▶ PROBLEM DETAILS: Write out all of the records below word for word, with every line unchanged.

Start of INPUT RECORDS

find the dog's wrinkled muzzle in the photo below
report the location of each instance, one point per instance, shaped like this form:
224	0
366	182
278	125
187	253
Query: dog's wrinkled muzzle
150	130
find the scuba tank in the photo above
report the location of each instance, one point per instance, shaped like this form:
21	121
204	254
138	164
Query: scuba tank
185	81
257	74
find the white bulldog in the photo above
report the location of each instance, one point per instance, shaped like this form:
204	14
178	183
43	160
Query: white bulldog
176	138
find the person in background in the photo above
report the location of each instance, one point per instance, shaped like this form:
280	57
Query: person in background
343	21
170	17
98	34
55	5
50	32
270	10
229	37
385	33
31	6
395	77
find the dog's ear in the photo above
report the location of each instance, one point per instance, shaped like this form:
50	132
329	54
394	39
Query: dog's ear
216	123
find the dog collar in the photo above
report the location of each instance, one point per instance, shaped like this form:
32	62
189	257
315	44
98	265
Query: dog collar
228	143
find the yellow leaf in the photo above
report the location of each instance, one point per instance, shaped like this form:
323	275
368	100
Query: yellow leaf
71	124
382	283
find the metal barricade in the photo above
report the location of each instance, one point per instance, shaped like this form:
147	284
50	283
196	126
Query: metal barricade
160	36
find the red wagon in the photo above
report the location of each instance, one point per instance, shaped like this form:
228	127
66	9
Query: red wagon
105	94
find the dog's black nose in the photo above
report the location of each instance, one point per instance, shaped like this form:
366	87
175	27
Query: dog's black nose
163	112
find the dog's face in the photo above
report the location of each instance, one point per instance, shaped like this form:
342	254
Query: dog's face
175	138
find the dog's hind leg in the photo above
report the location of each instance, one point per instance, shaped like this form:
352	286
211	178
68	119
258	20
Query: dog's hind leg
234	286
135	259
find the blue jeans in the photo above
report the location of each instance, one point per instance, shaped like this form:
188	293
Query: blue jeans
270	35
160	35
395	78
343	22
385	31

End of INPUT RECORDS

▶ EXPECTED ANSWER:
find the dog's wrinkled muzzle in the photo below
report the location of each instance, one point per instance, shaped like this form:
224	0
366	182
278	125
187	253
Query: dog's wrinkled muzzle
150	130
find the scuba tank in the photo above
report the location of each instance, one point per instance, shaped like this form:
21	121
204	254
138	164
Query: scuba tank
185	81
257	74
find the white bulldog in the photo above
report the location of each instance, one point per instance, shaped like this form:
204	14
178	183
43	160
Query: white bulldog
176	138
find the person in background in the photo above
report the location of each instance, one point per instance, shaped like this form:
280	57
Query: person in background
343	21
170	17
98	34
55	5
50	32
270	10
229	37
385	33
31	6
395	77
find the dog's ear in the photo above
report the location of each instance, one point per instance, shaped like this form:
50	132
329	54
394	39
Query: dog's ear
216	123
find the dog collar in the photo above
report the location of each instance, one point per instance, shaped like this form:
32	62
189	257
315	44
98	265
Query: dog collar
228	143
find the yellow leaf in the photo above
report the location of each instance, one point per instance, shaped like this form:
323	275
368	100
Query: yellow leaf
71	124
382	283
find the metal barricade in the photo above
report the location of each instance, one point per instance, shaped like this form:
147	284
50	283
196	126
Query: metal barricade
160	36
find the red wagon in the photo above
report the location of each instance, one point per instance, shaped like this form:
228	127
66	9
Query: red wagon
105	94
find the dog's black nose in the photo above
report the location of each instance, one point per instance, shaped like this form:
366	87
175	27
Query: dog's black nose
163	112
find the dog's face in the photo above
report the location of each instance, one point per instance, shaped like this form:
342	254
Query: dog's face
175	138
find the dog's hind leg in the photo above
report the location of each instance, one point per instance, shaped like this form:
352	286
211	178
68	119
258	20
Query: dog's hind leg
234	286
135	259
find the blue jeans in the photo above
report the location of each instance, one point per instance, shaped like this form:
188	293
Query: blue jeans
270	35
160	35
395	78
343	22
385	31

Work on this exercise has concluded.